## SELECTED PASSAGE
•••

The Middle East's digital economy is projected to grow more than four fold to about $780 billion by 2030, which would significantly outpace the global average through the end of the decade, a new study has shown.
The spike from an estimated $180 billion in 2022 means the digital economy would grow at a compound annual growth rate of more than 20 per cent through the decade, Swiss bank UBS said in a new report.
That positions the Middle East to outperform the global average: the worldwide digital economy posted revenue of about $10.5 trillion in 2022 and it is projected to grow to about $23.2 trillion by 2030, which is a CAGR of 10.4 per cent – about half of the region's forecasted growth rate, the Zurich-based lender said.
By 2030, the value of the Middle East's digital economy would be equivalent to about 13.4 per cent of its gross domestic product, from more than 4 per cent last year. That trails advanced economies like the US, where the sector accounts for about 15 per cent of GDP.
While the region is still “at a very early stage of the digital ascent” compared to the global digital economy, it has benefitted from the significant investments made during and after the Covid-19 pandemic, making it “one of the fastest-growing digital economies globally”, analysts at UBS wrote in the report.
They also argue that the Middle East is at a point where China was 10 to 15 years ago and India five to 10 years ago when the digital inflection began in those countries.
UBS divides the digital economy into two pillars: traditional IT spending, which comprises spending by both consumers and enterprises on hardware, software and services; and internet economy spending, which includes e-commerce, digital advertising, online gaming, streaming, ride-hailing, FinTech and others.
“Supported by favourable demographics, strong policy support, solid funding, rising innovation and low penetration rates, we expect the Middle East’s digital economy to grow,” UBS said.

•••

## BRIEF
Resume the article on the Middle East's digital economy, picking up after its final sentence and keeping its tone.

•••

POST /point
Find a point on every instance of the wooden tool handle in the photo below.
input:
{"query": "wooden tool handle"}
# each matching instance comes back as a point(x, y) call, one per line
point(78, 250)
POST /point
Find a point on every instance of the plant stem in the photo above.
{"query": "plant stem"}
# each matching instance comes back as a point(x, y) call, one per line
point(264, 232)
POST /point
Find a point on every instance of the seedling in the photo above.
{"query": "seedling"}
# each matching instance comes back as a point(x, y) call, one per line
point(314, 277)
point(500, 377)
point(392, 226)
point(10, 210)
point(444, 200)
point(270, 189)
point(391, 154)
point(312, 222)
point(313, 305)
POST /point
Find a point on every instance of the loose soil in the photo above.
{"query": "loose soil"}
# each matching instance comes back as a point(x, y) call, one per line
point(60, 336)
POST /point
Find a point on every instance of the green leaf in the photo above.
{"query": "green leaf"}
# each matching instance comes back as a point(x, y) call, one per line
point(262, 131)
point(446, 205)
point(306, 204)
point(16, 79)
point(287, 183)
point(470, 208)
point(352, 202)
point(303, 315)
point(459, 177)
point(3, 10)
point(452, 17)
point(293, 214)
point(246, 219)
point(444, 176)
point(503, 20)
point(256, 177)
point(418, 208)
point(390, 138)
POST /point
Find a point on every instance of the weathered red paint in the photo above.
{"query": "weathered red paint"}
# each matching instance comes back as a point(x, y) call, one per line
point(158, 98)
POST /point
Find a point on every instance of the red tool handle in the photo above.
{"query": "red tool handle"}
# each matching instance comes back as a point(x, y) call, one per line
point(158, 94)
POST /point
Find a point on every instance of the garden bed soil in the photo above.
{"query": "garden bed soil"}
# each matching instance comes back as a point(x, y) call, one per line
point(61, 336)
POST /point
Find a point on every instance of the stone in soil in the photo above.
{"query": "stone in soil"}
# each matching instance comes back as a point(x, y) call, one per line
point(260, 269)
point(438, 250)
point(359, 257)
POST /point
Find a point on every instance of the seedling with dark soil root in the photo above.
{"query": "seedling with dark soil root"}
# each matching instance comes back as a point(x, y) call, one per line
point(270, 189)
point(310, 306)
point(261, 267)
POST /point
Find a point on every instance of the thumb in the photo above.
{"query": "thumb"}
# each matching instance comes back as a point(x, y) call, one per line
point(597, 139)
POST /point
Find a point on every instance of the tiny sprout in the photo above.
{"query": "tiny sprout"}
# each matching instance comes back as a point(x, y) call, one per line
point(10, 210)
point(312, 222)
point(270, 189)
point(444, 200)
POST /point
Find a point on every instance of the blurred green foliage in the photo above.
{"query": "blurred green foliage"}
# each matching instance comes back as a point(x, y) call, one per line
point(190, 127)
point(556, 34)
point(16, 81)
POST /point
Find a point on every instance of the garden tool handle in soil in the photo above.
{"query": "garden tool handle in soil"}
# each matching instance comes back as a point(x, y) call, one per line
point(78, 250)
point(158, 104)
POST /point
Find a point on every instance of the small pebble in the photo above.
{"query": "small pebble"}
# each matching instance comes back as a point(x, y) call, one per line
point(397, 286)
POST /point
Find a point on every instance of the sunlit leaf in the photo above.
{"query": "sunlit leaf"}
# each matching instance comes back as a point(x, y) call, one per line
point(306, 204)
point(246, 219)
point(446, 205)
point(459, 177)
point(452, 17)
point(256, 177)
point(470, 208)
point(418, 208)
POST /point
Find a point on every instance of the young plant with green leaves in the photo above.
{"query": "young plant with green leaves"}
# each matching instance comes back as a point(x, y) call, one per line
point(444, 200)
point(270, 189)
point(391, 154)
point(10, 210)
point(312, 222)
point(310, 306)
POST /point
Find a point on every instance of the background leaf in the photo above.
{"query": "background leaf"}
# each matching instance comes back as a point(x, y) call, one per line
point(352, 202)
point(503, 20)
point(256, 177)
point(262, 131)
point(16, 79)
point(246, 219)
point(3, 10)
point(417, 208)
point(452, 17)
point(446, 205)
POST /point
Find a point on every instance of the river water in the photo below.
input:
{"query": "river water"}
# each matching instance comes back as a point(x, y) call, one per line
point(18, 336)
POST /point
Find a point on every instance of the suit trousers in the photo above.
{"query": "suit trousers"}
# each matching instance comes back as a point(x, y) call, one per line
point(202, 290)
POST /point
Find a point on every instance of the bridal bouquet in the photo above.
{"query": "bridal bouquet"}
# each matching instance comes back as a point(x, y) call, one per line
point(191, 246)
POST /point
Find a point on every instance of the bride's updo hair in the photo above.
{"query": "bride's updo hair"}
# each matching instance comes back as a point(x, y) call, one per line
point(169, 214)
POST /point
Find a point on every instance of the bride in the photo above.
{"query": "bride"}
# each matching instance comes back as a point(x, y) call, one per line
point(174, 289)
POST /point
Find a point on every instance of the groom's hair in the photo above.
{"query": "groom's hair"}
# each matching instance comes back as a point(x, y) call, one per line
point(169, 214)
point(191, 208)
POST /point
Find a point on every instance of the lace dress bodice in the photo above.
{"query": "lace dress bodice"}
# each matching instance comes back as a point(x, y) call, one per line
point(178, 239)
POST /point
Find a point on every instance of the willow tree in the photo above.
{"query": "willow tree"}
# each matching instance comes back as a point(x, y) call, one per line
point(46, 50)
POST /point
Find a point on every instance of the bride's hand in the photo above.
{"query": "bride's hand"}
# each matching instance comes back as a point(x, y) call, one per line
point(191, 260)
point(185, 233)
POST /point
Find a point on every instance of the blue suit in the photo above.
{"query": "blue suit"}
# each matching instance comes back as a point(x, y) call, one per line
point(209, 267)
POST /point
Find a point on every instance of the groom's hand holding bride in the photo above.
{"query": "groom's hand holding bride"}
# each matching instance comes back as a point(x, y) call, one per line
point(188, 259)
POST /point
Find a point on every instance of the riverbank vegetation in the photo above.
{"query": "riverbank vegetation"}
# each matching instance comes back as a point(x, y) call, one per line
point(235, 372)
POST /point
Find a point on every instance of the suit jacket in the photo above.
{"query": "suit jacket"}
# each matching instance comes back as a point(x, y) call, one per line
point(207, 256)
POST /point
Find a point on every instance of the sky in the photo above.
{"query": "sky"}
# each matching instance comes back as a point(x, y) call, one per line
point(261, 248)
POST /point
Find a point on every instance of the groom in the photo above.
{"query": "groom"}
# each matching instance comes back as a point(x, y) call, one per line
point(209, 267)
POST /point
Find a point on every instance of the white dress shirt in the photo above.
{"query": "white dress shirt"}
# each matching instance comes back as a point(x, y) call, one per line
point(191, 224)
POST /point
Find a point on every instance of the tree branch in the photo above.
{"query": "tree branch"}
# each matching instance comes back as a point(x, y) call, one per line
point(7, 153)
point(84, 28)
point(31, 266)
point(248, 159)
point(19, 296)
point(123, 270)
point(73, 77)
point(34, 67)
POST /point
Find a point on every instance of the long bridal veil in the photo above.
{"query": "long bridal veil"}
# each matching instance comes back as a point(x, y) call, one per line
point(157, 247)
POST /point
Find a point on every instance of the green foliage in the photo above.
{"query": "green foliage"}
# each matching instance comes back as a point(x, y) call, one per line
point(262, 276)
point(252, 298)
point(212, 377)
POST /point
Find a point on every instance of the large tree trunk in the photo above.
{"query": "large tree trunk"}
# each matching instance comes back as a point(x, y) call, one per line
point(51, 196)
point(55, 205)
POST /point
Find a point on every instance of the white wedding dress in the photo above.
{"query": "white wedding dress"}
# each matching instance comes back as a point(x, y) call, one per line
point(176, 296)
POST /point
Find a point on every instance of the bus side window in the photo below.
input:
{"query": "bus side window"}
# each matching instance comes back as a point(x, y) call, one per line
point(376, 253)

•••

## ANSWER BOX
Low penetration rates, in particular, highlight the solid long-term growth potential of the region's digital economy, including in high-margin segments like software, and the internet and its associated services, it said.
Enterprises and governments have lauded digital transformation's critical role in the economy and society as the world prepares for a future largely powered by technology.
Spending on information and communications technology in the Middle East, plus Turkey and Africa, is projected to grow almost 4 per cent annually to surpass $234 billion in 2023, the International Data Corporation previously said.
Saudi Arabia and the UAE, the Arab world's two biggest economies, will likely spend $34.6 billion and $20 billion, respectively, to be among the leaders in the region's digital economic transformation, the US research firm said.
Investor interest is also projected to grow “sharply” for the rest of the decade, with UBS analysts highlighting the software, internet and data centres as segments investors should concentrate on.
“There are two ways to participate in the Middle East’s rapidly growing digital economy – investing in the right industries or in the right companies,” they said.
“For industries, we recommend investors to consider those that can grow faster and also can generate higher margins.”
Software, in particular, is projected to carry potential with an estimated 15 per cent CAGR over the decade, UBS said, noting that software operating margins can go as high as 35 per cent to 40 per cent, which would drive strong profit growth.
“We believe software is the best way to participate in the region’s continuing digital transformation, where we expect many traditional enterprises to upgrade their IT infrastructure by driving significant investments across software,” it said.
These software services include tools for office productivity and collaboration, the cloud and cybersecurity, the study said – which highlights the current working from anywhere environment.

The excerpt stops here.